Source records:
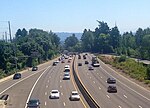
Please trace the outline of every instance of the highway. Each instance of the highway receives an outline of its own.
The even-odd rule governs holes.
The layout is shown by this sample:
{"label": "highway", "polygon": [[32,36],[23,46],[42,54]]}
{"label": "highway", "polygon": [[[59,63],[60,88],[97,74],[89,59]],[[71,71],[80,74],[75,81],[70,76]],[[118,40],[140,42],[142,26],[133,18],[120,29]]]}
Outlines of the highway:
{"label": "highway", "polygon": [[[94,67],[94,70],[89,71],[82,56],[81,59],[76,57],[76,72],[83,85],[101,108],[149,108],[149,91],[114,72],[101,61],[100,67]],[[91,57],[88,54],[86,58],[90,63]],[[78,66],[77,63],[83,65]],[[106,80],[109,77],[116,78],[117,93],[107,92],[108,83]]]}
{"label": "highway", "polygon": [[[75,72],[80,81],[88,91],[90,96],[98,103],[100,108],[149,108],[150,92],[143,87],[128,80],[118,74],[106,64],[100,61],[100,67],[94,67],[94,70],[88,70],[88,64],[91,63],[91,54],[86,59],[75,57]],[[72,62],[58,63],[52,66],[54,60],[39,65],[38,71],[25,70],[22,78],[13,80],[12,78],[0,82],[0,95],[9,94],[9,102],[6,108],[26,108],[29,99],[39,99],[40,108],[89,108],[80,90],[78,89],[74,76],[71,74],[70,80],[63,80],[64,67]],[[82,66],[78,66],[82,63]],[[107,78],[114,77],[117,81],[117,93],[108,93],[106,82]],[[59,99],[50,99],[50,92],[53,89],[60,91]],[[80,93],[80,101],[70,101],[69,96],[72,90]]]}
{"label": "highway", "polygon": [[[85,108],[88,104],[80,94],[80,101],[70,101],[72,90],[79,93],[71,72],[70,80],[63,80],[64,66],[72,63],[58,63],[52,66],[52,61],[39,66],[38,71],[25,71],[18,80],[8,79],[0,83],[0,94],[9,94],[6,108],[26,108],[29,99],[39,99],[40,108]],[[50,99],[50,91],[58,89],[59,99]]]}

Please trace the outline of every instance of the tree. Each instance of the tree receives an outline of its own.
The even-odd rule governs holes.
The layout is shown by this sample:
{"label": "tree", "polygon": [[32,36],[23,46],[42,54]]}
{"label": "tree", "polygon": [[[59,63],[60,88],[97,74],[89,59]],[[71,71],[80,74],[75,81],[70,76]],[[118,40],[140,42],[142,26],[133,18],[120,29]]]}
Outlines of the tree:
{"label": "tree", "polygon": [[115,26],[110,30],[110,39],[109,39],[109,43],[113,47],[113,49],[116,49],[117,47],[120,46],[120,38],[121,37],[118,27]]}
{"label": "tree", "polygon": [[22,31],[21,29],[18,29],[17,32],[16,32],[16,38],[22,36]]}
{"label": "tree", "polygon": [[83,32],[81,37],[82,47],[84,51],[92,51],[94,47],[94,34],[92,31],[87,31],[86,29]]}
{"label": "tree", "polygon": [[75,37],[75,34],[69,36],[65,39],[65,46],[67,49],[72,49],[79,42],[78,38]]}
{"label": "tree", "polygon": [[22,29],[22,36],[27,36],[27,30],[25,28]]}
{"label": "tree", "polygon": [[142,44],[142,38],[143,38],[143,30],[141,28],[139,28],[137,31],[136,31],[136,34],[135,34],[135,40],[136,40],[136,45],[137,47],[138,46],[141,46]]}

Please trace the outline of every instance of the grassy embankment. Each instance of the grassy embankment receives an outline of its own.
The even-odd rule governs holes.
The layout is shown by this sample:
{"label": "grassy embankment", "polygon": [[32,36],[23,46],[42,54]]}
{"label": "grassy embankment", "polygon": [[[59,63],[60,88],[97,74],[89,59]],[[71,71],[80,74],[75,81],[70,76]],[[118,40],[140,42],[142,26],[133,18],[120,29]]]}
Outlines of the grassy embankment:
{"label": "grassy embankment", "polygon": [[140,82],[148,84],[150,87],[150,66],[138,63],[133,59],[126,58],[125,56],[99,56],[99,58],[106,64],[110,64],[121,72],[129,75]]}

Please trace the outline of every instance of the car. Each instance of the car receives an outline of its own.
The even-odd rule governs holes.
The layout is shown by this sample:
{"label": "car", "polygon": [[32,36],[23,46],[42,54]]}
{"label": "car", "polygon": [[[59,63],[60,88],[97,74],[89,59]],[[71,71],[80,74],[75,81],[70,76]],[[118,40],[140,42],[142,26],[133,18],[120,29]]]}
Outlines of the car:
{"label": "car", "polygon": [[86,59],[86,55],[83,55],[83,59]]}
{"label": "car", "polygon": [[89,64],[89,62],[88,62],[88,61],[85,61],[85,64]]}
{"label": "car", "polygon": [[56,62],[56,63],[59,63],[59,60],[56,60],[55,62]]}
{"label": "car", "polygon": [[70,72],[70,67],[66,67],[64,72]]}
{"label": "car", "polygon": [[77,91],[72,91],[70,95],[70,100],[71,101],[79,101],[80,100],[80,95]]}
{"label": "car", "polygon": [[65,63],[65,60],[62,60],[61,63]]}
{"label": "car", "polygon": [[69,80],[70,79],[70,74],[68,73],[68,72],[66,72],[65,74],[64,74],[64,78],[63,78],[64,80],[65,79],[67,79],[67,80]]}
{"label": "car", "polygon": [[37,66],[32,67],[32,71],[37,71],[37,70],[38,70]]}
{"label": "car", "polygon": [[13,79],[19,79],[19,78],[21,78],[21,73],[15,73]]}
{"label": "car", "polygon": [[70,60],[68,60],[68,63],[71,63],[71,61],[70,61]]}
{"label": "car", "polygon": [[110,77],[107,79],[107,83],[109,83],[109,84],[116,83],[116,79]]}
{"label": "car", "polygon": [[66,68],[70,68],[70,66],[69,66],[69,65],[65,65],[65,69],[66,69]]}
{"label": "car", "polygon": [[82,63],[78,63],[78,66],[82,66]]}
{"label": "car", "polygon": [[78,59],[81,59],[81,55],[78,55]]}
{"label": "car", "polygon": [[117,87],[115,85],[109,85],[108,88],[107,88],[107,92],[117,93]]}
{"label": "car", "polygon": [[[4,106],[7,105],[9,101],[9,95],[8,94],[4,94],[0,97],[0,106]],[[0,107],[1,108],[1,107]]]}
{"label": "car", "polygon": [[89,70],[94,70],[93,66],[89,66]]}
{"label": "car", "polygon": [[53,62],[53,66],[56,66],[56,65],[57,65],[57,62],[54,61],[54,62]]}
{"label": "car", "polygon": [[30,99],[27,103],[27,108],[40,108],[39,99]]}
{"label": "car", "polygon": [[59,99],[60,92],[58,90],[52,90],[50,92],[50,98],[51,99]]}

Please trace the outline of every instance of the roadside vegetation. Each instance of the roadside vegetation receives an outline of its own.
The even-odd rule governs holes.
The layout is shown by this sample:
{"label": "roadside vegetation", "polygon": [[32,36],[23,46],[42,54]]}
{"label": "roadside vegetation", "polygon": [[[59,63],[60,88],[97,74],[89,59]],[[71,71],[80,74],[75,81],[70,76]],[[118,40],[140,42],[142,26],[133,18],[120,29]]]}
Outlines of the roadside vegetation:
{"label": "roadside vegetation", "polygon": [[113,56],[99,56],[99,58],[107,63],[119,69],[120,72],[123,72],[129,75],[131,78],[134,78],[145,84],[150,84],[150,66],[144,65],[143,63],[136,62],[131,58],[126,56],[113,57]]}
{"label": "roadside vegetation", "polygon": [[12,41],[0,41],[0,78],[57,56],[60,38],[39,29],[18,29]]}

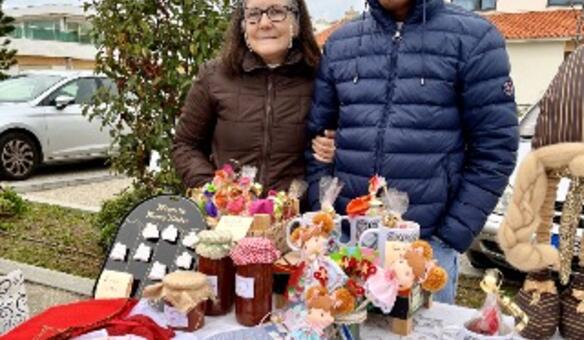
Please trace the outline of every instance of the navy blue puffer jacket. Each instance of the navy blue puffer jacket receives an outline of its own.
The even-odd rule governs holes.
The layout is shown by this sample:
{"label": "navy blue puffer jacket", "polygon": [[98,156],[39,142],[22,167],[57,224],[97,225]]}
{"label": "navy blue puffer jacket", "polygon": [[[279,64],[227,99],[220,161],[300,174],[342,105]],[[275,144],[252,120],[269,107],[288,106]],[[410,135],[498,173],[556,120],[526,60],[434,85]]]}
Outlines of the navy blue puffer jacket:
{"label": "navy blue puffer jacket", "polygon": [[442,0],[414,0],[403,26],[370,13],[327,41],[309,135],[336,129],[334,165],[308,158],[309,199],[338,177],[337,201],[367,192],[374,174],[410,197],[407,219],[463,252],[513,171],[518,130],[505,42],[484,18]]}

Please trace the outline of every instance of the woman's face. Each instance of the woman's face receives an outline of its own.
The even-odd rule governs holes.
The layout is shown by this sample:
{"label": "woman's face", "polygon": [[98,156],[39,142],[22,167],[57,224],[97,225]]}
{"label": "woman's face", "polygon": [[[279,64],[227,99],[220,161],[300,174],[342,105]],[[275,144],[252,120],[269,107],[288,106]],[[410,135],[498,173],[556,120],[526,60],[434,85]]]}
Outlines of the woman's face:
{"label": "woman's face", "polygon": [[297,31],[290,0],[246,0],[244,29],[249,47],[266,64],[281,64]]}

*WHAT YOU HAVE TO DO*. Reproduce the items word for word, from the line containing "Please trace the outline of every instance of the woman's" through the end of the items.

*ANSWER FOR THIS EXERCISE*.
Please trace the outline of every instance of the woman's face. Each instance of the woman's face receives an outline of its own.
The even-odd rule governs holes.
The layout is shown by this sample:
{"label": "woman's face", "polygon": [[98,156],[39,142],[22,167],[57,224],[97,225]]}
{"label": "woman's face", "polygon": [[[279,64],[227,99],[220,161],[300,174],[342,105]],[[275,144],[252,120],[269,107],[288,106]],[[410,135],[498,173],[556,120],[526,60],[434,85]]]}
Outlines of the woman's face:
{"label": "woman's face", "polygon": [[297,31],[290,0],[246,0],[244,29],[249,47],[266,64],[281,64]]}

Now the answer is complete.